--- INPUT RECORDS ---

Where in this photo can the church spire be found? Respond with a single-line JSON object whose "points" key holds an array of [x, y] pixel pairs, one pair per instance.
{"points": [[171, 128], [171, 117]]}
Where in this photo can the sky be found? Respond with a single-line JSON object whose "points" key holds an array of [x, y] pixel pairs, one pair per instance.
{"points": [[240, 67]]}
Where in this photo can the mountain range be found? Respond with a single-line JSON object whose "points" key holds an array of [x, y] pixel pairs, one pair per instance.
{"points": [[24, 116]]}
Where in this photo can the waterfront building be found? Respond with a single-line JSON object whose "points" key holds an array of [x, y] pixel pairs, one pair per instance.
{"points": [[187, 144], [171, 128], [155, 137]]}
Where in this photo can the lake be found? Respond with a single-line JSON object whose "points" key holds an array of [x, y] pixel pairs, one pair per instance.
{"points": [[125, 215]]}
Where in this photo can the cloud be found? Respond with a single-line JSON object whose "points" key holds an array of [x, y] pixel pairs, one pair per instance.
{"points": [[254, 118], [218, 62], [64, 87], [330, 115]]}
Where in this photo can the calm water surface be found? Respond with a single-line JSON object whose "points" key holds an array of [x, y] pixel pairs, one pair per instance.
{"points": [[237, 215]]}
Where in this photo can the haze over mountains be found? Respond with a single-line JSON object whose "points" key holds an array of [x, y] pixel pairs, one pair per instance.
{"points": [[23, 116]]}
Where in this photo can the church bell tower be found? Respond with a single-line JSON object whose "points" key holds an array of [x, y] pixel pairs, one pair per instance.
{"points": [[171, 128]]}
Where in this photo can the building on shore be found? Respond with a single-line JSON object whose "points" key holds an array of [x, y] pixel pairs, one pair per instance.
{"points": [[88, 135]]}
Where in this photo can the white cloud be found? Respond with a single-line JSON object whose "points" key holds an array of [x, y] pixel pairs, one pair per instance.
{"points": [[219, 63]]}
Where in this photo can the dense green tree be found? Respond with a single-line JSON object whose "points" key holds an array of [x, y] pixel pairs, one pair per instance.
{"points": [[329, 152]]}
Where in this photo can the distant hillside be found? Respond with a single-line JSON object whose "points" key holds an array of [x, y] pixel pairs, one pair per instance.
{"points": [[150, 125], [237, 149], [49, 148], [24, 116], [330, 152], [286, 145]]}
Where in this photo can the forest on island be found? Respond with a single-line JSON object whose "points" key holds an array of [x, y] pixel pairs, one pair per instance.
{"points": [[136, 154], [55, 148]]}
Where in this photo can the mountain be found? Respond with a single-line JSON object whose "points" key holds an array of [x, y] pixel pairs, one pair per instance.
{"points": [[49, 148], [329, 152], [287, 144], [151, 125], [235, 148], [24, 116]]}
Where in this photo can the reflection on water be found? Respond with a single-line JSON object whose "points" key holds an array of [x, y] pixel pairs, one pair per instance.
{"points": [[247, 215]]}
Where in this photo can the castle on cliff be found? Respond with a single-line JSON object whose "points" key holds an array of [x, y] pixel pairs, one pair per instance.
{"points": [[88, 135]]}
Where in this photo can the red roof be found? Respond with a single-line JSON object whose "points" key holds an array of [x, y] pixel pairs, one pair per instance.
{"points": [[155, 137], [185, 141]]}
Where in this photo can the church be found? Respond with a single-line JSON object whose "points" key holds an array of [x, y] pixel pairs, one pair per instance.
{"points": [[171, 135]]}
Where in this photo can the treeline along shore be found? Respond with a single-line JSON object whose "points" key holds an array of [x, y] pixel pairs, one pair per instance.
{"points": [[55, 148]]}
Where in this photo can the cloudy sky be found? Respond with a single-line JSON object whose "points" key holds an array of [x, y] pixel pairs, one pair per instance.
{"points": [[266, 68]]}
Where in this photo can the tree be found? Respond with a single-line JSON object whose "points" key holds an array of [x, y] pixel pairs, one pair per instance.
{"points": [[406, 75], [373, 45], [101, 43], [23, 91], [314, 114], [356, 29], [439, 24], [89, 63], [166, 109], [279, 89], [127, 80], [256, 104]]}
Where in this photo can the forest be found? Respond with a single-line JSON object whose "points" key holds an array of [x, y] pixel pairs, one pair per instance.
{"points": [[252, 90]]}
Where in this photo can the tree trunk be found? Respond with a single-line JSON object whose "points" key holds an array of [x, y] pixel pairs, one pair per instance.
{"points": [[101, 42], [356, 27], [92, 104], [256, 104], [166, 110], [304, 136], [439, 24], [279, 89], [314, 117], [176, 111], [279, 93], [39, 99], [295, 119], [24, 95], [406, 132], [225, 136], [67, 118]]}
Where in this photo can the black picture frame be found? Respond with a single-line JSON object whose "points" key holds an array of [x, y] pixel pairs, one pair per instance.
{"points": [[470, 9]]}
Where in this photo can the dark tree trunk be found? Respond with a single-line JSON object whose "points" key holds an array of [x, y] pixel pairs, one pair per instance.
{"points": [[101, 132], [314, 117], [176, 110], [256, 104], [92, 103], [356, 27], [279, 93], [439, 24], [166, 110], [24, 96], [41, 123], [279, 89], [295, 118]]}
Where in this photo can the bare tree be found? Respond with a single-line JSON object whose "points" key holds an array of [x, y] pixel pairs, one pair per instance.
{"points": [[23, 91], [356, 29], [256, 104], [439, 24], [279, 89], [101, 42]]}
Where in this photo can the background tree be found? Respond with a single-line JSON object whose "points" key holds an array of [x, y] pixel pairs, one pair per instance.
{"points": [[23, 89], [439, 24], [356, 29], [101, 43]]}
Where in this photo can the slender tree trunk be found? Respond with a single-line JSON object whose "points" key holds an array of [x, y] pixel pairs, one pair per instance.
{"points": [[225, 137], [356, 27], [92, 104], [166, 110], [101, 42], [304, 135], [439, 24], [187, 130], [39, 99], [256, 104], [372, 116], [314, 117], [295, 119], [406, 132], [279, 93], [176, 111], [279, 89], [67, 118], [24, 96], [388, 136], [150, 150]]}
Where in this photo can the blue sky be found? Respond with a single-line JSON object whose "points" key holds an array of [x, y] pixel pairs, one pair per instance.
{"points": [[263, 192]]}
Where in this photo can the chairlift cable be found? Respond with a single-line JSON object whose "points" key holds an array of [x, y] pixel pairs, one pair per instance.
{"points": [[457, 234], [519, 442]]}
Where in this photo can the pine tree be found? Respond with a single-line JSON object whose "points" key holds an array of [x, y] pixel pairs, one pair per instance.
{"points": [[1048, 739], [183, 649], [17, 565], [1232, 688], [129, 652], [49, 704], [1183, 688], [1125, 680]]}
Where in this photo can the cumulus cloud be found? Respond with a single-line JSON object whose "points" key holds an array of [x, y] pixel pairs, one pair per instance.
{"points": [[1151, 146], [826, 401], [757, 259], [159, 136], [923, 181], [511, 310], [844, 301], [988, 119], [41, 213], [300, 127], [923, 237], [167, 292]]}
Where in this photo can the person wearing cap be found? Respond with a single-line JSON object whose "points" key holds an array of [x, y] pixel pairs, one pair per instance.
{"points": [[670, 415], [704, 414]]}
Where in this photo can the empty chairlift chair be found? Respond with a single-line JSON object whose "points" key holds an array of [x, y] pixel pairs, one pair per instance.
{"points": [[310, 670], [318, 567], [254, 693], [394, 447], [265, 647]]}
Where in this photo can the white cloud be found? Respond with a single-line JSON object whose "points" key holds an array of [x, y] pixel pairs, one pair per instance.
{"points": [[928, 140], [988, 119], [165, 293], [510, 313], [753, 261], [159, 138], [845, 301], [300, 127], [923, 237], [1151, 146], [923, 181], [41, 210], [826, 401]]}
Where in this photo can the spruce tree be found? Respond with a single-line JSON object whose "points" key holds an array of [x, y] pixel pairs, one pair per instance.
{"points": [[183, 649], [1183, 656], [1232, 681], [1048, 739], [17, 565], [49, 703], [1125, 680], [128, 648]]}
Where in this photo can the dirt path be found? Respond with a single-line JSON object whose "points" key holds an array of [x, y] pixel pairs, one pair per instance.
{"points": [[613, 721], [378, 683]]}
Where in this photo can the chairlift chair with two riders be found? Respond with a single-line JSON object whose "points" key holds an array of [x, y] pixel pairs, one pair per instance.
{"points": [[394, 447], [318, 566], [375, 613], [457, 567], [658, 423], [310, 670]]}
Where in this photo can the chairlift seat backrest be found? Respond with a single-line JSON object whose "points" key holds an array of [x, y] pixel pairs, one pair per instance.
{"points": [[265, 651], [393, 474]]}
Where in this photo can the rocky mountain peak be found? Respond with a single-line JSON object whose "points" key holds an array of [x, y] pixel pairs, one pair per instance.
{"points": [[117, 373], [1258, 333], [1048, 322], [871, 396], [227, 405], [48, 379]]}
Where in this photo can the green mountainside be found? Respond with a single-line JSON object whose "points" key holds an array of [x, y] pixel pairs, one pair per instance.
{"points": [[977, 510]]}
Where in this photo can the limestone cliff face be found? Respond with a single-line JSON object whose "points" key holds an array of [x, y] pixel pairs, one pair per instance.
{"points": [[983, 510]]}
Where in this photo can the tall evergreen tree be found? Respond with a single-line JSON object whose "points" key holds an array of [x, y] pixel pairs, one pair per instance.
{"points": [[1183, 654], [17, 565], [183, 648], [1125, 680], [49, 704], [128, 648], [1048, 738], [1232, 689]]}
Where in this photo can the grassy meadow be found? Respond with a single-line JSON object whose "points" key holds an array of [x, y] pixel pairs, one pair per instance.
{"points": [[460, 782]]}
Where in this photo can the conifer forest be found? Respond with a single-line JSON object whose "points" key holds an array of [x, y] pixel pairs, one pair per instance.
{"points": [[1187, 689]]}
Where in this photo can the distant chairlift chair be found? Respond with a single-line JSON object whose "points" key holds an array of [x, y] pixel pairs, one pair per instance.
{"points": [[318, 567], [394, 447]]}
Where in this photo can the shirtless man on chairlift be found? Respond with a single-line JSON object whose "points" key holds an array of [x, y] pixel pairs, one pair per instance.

---

§ GOAL OF THE EXERCISE
Exactly the lines from the one holding "Where in this photo can the rocky" to the final line of the listing, both included, must make up the answer.

§ SOLVED EXERCISE
Where in this photo can the rocky mountain peak be found? Respond with a single-line JSON object whose "points" key holds an array of [x, y] pixel pairs, one pair per instance.
{"points": [[117, 373], [1258, 333], [1048, 322], [871, 396], [227, 405], [48, 379]]}
Where in this photo can the green mountainside be found? Respond with a single-line JSON object whose "points" key holds an array of [x, y] pixel pairs, one pair per instance.
{"points": [[977, 510]]}
Where in this photo can the limestone cliff face be found? Respond with a single-line JSON object whose "points" key holds an array of [x, y] pixel pairs, one pair per instance.
{"points": [[983, 510]]}
Where in this photo can the tall evergreen tree be found? Respond with a single-line JSON object whose "points" key holds an array of [x, y] pixel pairs, one pair per instance.
{"points": [[1183, 654], [17, 565], [183, 648], [1125, 680], [49, 704], [128, 648], [1048, 738], [1232, 689]]}
Where in this photo can the grassy meadow be found? Respond with a single-line JSON object whose "points" key holds an array of [x, y] pixel pairs, one pair per instance.
{"points": [[460, 782]]}
Where in this photo can the conifer forest be found? Respond with a single-line JSON object whose "points" key holds an array of [x, y] pixel pairs, one pair per instance.
{"points": [[1187, 689]]}
Where in this photo can the distant chairlift chair be found? Respond with a single-line JSON object whose "points" key holds an array of [x, y] pixel pairs, one pair per instance.
{"points": [[318, 567], [394, 447]]}
Where in this photo can the shirtless man on chairlift be found? Respond with a single-line JSON object whose "points" key holds an array of [x, y] pixel pairs, one pair per instance.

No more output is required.